*Problem*
Pick up the summary of convergence results for TD, FQI, and PFQI after its last sentence and keep writing it.

*Extracted text*
>> begin

This is a purely theoretical work with no training procedure. The central contribution is proving that the three iterative schemes — TD: \(\theta_{k+1} = (I - \alpha(\Sigma_{cov} - \gamma\Sigma_{cr}))\theta_k + \alpha\theta_{\phi,r}\), FQI: \(\theta_{k+1} = \gamma\Sigma_{cov}^\dagger\Sigma_{cr}\theta_k + \Sigma_{cov}^\dagger\theta_{\phi,r}\), and PFQI: nested \(t\)-step TD updates — all converge to the solution set \(\Theta_{LSTD}\) of the target linear system (when they converge). A key finding is that increasing \(t\) (the target network update interval) in PFQI may cause divergence rather than convergence when features are not linearly independent.

Key Experimental Results

Summary of Core Theoretical Results

Algorithm Necessary & Sufficient Convergence Conditions Preconditioner Key Properties
TD Consistency + semiconvergence of \(H_{TD}\) \(\alpha I\) (constant) Convergence depends on learning rate \(\alpha \in (0, \epsilon)\)
FQI Consistency + semiconvergence of \(H_{FQI}\) \(\Sigma_{cov}^{-1}\) (adaptive) Condition relaxed to \(\rho < 1\) under rank invariance
PFQI Consistency + semiconvergence of \(H_{PFQI}\) Transition from TD to FQI Increasing \(t\) does not guarantee stabilization

Convergence Implication Relations Between Algorithms

Implication Holds? Key Condition
TD converges → FQI converges ✗ Not necessarily Counterexample constructed
FQI converges → TD converges ✗ Not necessarily Counterexample constructed
TD stable → PFQI converges ✓ Conditionally For any finite \(t\), there exists \(\epsilon_t\) such that PFQI converges for \(\alpha \in (0, \epsilon_t)\)
Increasing \(t\) → PFQI more stable ✗ Not necessarily Increasing \(t\) may cause divergence when features are not linearly independent

Key Findings

  • Rank invariance alone suffices to guarantee non-singularity of the FQI linear system (Proposition 4.6), while the target linear system requires both rank invariance and feature linear independence (Proposition 4.5).
  • In the on-policy setting, rank invariance holds automatically, guaranteeing the existence of fixed points for TD, FQI, and PFQI.
  • Literature corrections: conditions stated in Ghosh (2020), Asadi (2024), and Xiao (2021) are identified as sufficient rather than necessary and sufficient.

Highlights & Insights

  • The unifying framework is remarkably elegant — a single difference in preconditioners unifies three algorithms, yielding a mathematically clean and powerful result.
  • Classical tools from numerical linear algebra (matrix splitting, proper splitting, semiconvergent matrices) are introduced into RL convergence analysis for the first time.
  • Necessary and sufficient conditions — strictly sharper than prior work — are established, and multiple errors in the literature are corrected.
  • The theoretical nature of target networks is characterized for the first time as a continuous transformation of the preconditioner from constant to data-adaptive.
  • The "admissible learning rate interval" result provides theoretical support for practical tuning, and the encoder–decoder perspective offers new intuition for TD convergence.

>> end

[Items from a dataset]

>> begin

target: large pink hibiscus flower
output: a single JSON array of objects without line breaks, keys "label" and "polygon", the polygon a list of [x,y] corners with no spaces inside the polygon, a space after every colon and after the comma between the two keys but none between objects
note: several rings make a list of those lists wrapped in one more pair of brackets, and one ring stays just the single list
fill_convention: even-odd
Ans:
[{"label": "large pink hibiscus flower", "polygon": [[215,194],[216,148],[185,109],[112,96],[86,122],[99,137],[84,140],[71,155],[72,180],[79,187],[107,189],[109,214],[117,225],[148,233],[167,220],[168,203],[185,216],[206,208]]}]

>> end
>> begin

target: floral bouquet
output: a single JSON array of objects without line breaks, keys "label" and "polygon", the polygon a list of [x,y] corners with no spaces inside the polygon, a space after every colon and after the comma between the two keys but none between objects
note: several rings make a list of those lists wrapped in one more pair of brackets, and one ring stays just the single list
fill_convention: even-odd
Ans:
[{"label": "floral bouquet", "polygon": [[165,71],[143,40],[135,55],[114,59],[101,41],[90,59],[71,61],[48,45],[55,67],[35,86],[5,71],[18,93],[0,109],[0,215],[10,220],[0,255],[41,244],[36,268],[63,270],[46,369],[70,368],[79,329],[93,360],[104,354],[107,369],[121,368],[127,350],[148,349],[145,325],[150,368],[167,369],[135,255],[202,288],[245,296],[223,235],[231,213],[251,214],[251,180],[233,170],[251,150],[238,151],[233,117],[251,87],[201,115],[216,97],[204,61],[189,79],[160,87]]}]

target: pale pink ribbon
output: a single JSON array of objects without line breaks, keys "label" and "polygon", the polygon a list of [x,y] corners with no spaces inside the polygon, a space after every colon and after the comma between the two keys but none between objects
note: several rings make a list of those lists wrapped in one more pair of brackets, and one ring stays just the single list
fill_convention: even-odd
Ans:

>> end

*Output*
Limitations & Future Work

  • Restricted to linear function approximation — although the final layer of neural networks is typically linear, the core theory does not directly extend to the nonlinear setting.
  • Limited to policy evaluation and does not address control (policy improvement/optimization).
  • Purely theoretical, lacking empirical validation — whether conditions such as rank invariance are commonly satisfied in large-scale practical problems remains empirically untested.
  • The main analysis concerns expected TD (the deterministic version); extensions to stochastic/batch TD are claimed but treated only briefly.
  • vs. Tsitsiklis & Van Roy (1996): The classical on-policy TD convergence result requires feature linear independence; Theorem 6.4 of this paper proves that this assumption can be removed.
  • vs. Fellows et al. (2023): Prior work provides only sufficient conditions for PFQI convergence under FQI convergence conditions when increasing \(t\); this paper provides necessary and sufficient conditions and reveals that increasing \(t\) may instead cause divergence.
  • vs. DQN target networks: This paper provides the first theoretical explanation of target networks as a preconditioner transformation, offering guidance for designing improved target update strategies.
  • Insights: The matrix splitting perspective may inspire new RL algorithms by motivating the design of superior preconditioners to accelerate convergence; rank invariance may become a new standard assumption in RL theoretical analysis.

Rating

  • Novelty: ⭐⭐⭐⭐⭐ The matrix splitting perspective is entirely new; the elegance of unifying three algorithms is exceptional.
  • Experimental Thoroughness: ⭐⭐⭐ Purely theoretical work with only counterexample constructions and no empirical validation.
  • Writing Quality: ⭐⭐⭐⭐ Structure is clear, but the mathematical density is extremely high (50+ page appendix), requiring a strong background in linear algebra.
  • Value: ⭐⭐⭐⭐⭐ A Spotlight paper with significant impact in the RL theory community, correcting multiple errors in the literature and establishing a new analytical paradigm.